::: Input material :::

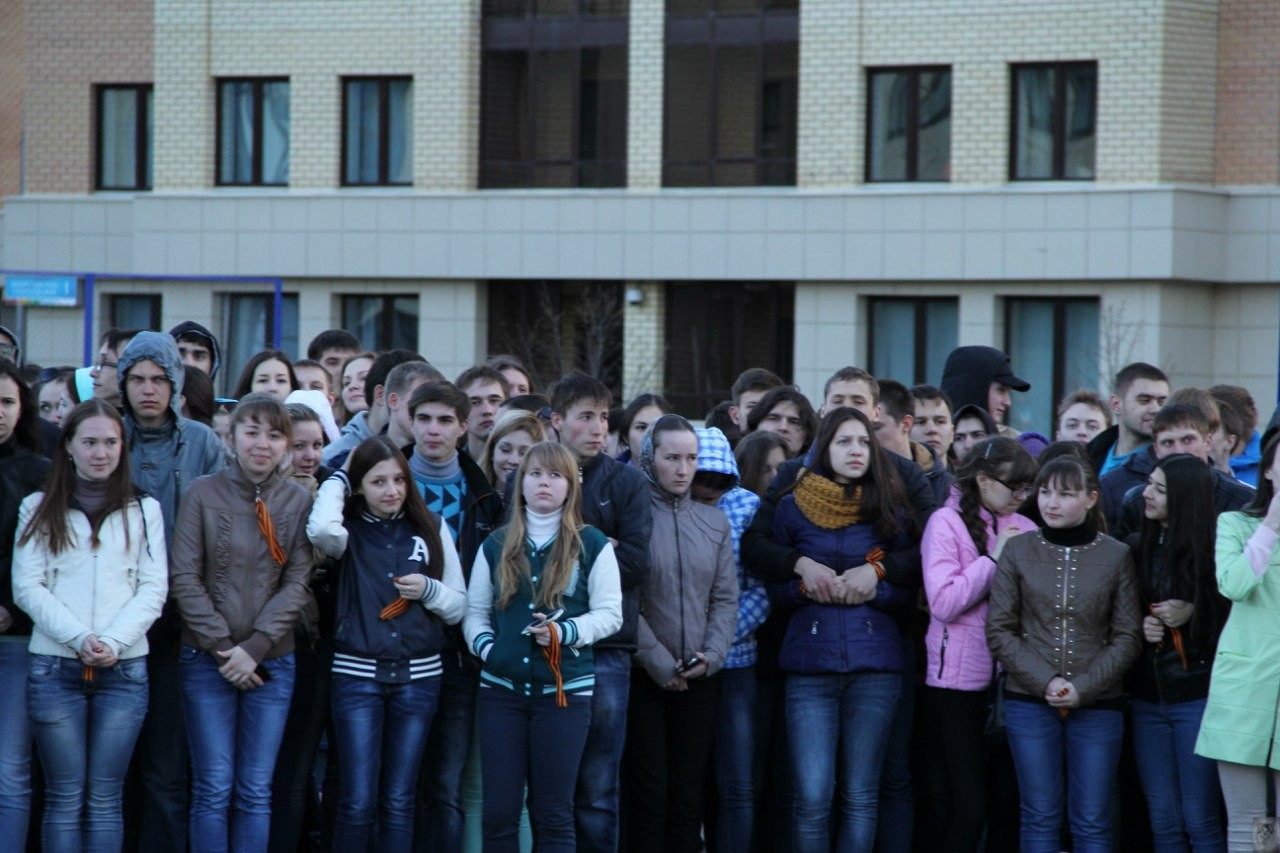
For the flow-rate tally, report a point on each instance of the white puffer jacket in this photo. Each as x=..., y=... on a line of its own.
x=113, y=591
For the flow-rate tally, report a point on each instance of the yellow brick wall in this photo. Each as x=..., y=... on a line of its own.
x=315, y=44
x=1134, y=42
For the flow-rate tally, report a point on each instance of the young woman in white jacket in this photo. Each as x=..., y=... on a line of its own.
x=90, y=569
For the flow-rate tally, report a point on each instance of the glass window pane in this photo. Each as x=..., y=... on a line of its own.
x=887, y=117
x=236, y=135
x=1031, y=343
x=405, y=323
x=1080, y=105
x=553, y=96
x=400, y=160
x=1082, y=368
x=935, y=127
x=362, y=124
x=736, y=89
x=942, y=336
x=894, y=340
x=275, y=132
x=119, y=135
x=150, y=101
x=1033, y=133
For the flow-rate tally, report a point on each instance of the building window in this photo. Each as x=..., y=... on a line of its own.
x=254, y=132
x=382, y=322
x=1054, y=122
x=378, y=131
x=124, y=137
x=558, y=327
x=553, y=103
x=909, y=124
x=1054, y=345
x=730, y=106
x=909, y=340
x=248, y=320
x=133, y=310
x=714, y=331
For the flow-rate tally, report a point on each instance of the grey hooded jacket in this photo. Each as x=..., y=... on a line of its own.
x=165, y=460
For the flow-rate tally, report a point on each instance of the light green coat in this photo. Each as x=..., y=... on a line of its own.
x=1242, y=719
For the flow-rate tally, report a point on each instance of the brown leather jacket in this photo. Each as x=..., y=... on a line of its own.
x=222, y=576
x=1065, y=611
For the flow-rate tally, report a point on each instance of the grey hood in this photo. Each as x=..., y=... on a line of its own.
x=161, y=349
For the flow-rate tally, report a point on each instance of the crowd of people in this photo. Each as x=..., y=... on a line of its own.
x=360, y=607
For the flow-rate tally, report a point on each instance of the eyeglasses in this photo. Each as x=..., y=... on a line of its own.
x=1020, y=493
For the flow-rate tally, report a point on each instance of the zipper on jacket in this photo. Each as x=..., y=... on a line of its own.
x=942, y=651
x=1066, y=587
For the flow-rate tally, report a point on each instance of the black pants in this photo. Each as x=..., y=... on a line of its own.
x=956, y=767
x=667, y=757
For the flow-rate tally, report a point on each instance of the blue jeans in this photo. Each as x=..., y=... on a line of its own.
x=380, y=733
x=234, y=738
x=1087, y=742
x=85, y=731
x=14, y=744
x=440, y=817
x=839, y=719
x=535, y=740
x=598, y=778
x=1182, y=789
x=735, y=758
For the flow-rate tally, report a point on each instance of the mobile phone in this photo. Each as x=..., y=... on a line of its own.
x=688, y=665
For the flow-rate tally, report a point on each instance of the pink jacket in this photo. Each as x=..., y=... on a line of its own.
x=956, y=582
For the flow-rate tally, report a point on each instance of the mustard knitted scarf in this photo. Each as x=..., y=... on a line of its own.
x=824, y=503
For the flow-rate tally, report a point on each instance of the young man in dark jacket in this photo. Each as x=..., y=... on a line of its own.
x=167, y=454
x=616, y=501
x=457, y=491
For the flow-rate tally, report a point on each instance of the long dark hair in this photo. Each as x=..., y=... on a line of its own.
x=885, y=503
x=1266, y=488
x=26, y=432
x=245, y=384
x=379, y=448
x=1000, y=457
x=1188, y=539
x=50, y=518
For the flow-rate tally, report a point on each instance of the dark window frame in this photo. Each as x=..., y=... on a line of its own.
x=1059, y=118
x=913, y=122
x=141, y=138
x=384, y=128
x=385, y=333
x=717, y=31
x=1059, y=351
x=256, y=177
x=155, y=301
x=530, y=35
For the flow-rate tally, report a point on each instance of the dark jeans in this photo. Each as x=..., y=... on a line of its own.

:::
::: Input material :::

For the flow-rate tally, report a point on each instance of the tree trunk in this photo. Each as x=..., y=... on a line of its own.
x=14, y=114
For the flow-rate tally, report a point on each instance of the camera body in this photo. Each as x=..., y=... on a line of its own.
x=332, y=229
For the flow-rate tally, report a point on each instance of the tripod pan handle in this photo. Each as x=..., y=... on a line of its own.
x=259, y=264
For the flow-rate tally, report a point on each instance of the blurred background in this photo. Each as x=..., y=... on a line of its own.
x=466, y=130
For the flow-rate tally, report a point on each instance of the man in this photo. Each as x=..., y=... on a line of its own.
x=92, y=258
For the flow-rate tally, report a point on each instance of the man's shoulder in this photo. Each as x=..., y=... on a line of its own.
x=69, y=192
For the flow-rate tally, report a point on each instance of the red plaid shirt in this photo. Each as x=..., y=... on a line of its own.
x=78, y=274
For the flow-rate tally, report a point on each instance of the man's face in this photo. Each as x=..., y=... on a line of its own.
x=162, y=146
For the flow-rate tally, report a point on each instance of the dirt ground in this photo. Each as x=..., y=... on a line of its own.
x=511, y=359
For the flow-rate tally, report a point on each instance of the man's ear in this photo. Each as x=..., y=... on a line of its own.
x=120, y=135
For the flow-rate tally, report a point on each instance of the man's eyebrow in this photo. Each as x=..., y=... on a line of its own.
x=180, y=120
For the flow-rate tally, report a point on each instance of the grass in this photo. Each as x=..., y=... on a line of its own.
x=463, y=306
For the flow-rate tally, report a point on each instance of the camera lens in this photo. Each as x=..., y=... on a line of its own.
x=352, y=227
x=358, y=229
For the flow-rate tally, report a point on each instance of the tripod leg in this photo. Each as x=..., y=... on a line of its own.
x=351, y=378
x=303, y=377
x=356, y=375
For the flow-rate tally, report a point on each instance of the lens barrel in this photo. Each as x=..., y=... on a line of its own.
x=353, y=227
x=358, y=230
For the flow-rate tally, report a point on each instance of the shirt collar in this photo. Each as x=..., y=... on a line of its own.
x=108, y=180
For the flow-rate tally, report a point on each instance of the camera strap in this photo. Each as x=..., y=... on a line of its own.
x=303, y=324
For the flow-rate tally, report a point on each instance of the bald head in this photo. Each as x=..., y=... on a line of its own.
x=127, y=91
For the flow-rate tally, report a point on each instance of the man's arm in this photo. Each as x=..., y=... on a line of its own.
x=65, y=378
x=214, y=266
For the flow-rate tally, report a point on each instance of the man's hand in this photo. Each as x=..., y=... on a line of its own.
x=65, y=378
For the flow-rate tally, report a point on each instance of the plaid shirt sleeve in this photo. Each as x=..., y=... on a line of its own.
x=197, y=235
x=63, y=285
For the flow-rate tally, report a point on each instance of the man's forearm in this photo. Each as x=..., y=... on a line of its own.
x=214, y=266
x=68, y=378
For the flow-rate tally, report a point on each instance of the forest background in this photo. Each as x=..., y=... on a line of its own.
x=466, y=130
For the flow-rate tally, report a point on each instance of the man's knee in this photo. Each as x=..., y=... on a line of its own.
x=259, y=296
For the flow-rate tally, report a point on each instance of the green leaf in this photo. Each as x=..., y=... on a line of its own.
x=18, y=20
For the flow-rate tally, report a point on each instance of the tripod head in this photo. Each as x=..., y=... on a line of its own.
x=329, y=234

:::

**Task description:** Begin at the line that has "of the white" and stop after the line that has "x=1242, y=719". Write out only those lines, with "flow-rate tally" swapped for "traffic count" and nothing else changed.

**Solution for this problem:**
For the traffic count, report a point on each instance of the white puffer jacket in this photo. Each as x=..., y=... on a line of its own.
x=113, y=591
For the traffic count, report a point on each instance of the yellow brick wall in this photo. Each as x=..., y=... on a line of its own.
x=315, y=44
x=1134, y=42
For the traffic count, report a point on each instance of the young woman in white jacket in this photo. Each as x=..., y=... on a line of its own.
x=90, y=569
For the traffic count, report a point on each instance of the glass window pane in this photo. Each as x=..., y=... on a line of its own.
x=887, y=117
x=236, y=135
x=1031, y=343
x=405, y=323
x=1080, y=105
x=553, y=96
x=400, y=160
x=1082, y=368
x=935, y=127
x=362, y=124
x=736, y=89
x=942, y=336
x=894, y=340
x=275, y=132
x=119, y=135
x=150, y=101
x=1033, y=133
For the traffic count, report a point on each instance of the building window in this photo. Each as x=..., y=... on a line of its own.
x=254, y=132
x=382, y=322
x=1054, y=122
x=378, y=131
x=124, y=137
x=558, y=327
x=553, y=103
x=909, y=124
x=1054, y=345
x=730, y=106
x=909, y=340
x=248, y=320
x=133, y=310
x=714, y=331
For the traffic count, report a point on each instance of the grey hooded jacket in this photo. Each as x=..., y=... on a line of its own.
x=165, y=460
For the traffic count, report a point on each instance of the light green coat in this photo. Each as x=..., y=... on a line of its own.
x=1242, y=719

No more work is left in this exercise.